WRITTEN EXERCISE: Repeat, exactly and alone, every line from the line that contains "shape point(493, 339)" to the end of the entries.

Stored data
□ □ □ □ □

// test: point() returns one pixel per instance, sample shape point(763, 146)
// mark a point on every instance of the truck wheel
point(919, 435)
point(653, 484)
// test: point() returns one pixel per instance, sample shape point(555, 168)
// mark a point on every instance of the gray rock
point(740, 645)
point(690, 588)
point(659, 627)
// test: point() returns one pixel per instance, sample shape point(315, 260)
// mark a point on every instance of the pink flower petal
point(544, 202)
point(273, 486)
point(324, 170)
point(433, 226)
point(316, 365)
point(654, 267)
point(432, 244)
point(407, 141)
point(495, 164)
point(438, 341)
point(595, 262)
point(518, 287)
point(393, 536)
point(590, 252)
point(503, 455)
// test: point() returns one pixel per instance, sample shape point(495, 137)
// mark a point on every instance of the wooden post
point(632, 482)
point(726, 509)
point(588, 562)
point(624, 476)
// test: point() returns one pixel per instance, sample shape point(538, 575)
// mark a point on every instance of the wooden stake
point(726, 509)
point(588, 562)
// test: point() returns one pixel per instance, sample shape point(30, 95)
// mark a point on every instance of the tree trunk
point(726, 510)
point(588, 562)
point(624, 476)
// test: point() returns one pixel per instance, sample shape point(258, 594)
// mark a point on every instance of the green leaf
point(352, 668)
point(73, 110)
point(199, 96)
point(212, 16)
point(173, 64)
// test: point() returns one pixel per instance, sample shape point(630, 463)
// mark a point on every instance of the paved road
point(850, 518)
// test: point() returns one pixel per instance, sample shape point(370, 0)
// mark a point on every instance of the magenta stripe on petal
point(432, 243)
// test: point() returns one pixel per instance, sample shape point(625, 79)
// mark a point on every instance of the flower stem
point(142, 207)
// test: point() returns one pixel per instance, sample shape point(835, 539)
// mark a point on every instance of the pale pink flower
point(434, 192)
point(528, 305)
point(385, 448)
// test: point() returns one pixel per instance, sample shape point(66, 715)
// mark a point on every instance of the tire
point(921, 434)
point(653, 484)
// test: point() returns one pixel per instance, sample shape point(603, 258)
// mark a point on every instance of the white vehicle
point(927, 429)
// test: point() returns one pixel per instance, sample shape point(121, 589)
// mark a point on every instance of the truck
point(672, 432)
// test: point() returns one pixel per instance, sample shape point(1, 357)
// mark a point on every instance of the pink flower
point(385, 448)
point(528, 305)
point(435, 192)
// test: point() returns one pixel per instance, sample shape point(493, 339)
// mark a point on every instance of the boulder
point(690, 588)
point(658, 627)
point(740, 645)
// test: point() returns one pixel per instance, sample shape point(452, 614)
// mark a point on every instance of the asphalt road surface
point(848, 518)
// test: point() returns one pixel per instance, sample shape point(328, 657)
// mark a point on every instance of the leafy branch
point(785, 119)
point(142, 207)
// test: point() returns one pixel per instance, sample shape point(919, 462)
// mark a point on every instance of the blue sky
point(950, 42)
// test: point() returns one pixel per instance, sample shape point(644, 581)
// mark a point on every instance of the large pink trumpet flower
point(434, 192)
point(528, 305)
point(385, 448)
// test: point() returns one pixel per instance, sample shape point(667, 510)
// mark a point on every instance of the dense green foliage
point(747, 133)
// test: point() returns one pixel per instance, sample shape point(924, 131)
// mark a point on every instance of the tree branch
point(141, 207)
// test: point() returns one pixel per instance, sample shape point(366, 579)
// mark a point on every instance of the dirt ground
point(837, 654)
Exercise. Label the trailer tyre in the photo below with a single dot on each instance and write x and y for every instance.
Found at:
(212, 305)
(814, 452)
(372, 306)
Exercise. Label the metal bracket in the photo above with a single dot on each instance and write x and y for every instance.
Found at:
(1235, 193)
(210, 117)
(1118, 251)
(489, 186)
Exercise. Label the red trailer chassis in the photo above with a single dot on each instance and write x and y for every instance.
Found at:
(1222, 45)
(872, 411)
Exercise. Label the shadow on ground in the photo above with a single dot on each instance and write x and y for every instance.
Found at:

□ □ □ □ □

SOLUTION FOR THIS EXERCISE:
// test: point() returns one pixel per instance, sample shape point(493, 339)
// mark a point on every instance of the boulder
point(690, 588)
point(658, 627)
point(740, 645)
// test: point() returns one pixel per instance, sample shape point(452, 614)
// mark a point on every instance of the asphalt road surface
point(848, 518)
// test: point() returns one pixel per instance, sample shape point(328, 657)
// mark a point on every instance of the leafy branch
point(785, 119)
point(142, 207)
// test: point() returns one pixel per instance, sample shape point(919, 462)
// mark a point on every instance of the blue sky
point(950, 42)
// test: point() returns one pixel per instance, sample shape point(644, 581)
// mark a point on every instance of the large pink trumpet flower
point(434, 192)
point(528, 305)
point(385, 448)
// test: point() returns one pixel per instance, sample shape point(667, 510)
// mark a point on every instance of the dense green foliage
point(747, 133)
// test: point() returns one pixel per instance, sample shape point(924, 131)
// mark a point on every instance of the tree branch
point(141, 207)
// test: point() returns one pixel per instance, sample shape point(366, 579)
// mark a point on every instance of the dirt ground
point(837, 654)
Exercise. Label the trailer tyre in the photo below with a single dot on each instance and write x and y for every instance.
Found at:
(212, 305)
(814, 452)
(372, 306)
Exercise. Label the metal bracket in the photo above with a single dot on each instance and write x and y for every instance.
Found at:
(1235, 193)
(210, 117)
(1118, 251)
(489, 186)
Exercise. Label the red trailer chassis in the photo above with a single dot on each instance and write x and y for every instance.
Found at:
(1222, 45)
(872, 411)
Exercise. Label the shadow on ground in the photo above with a single dot on each instance and write x and y for every instance.
Found at:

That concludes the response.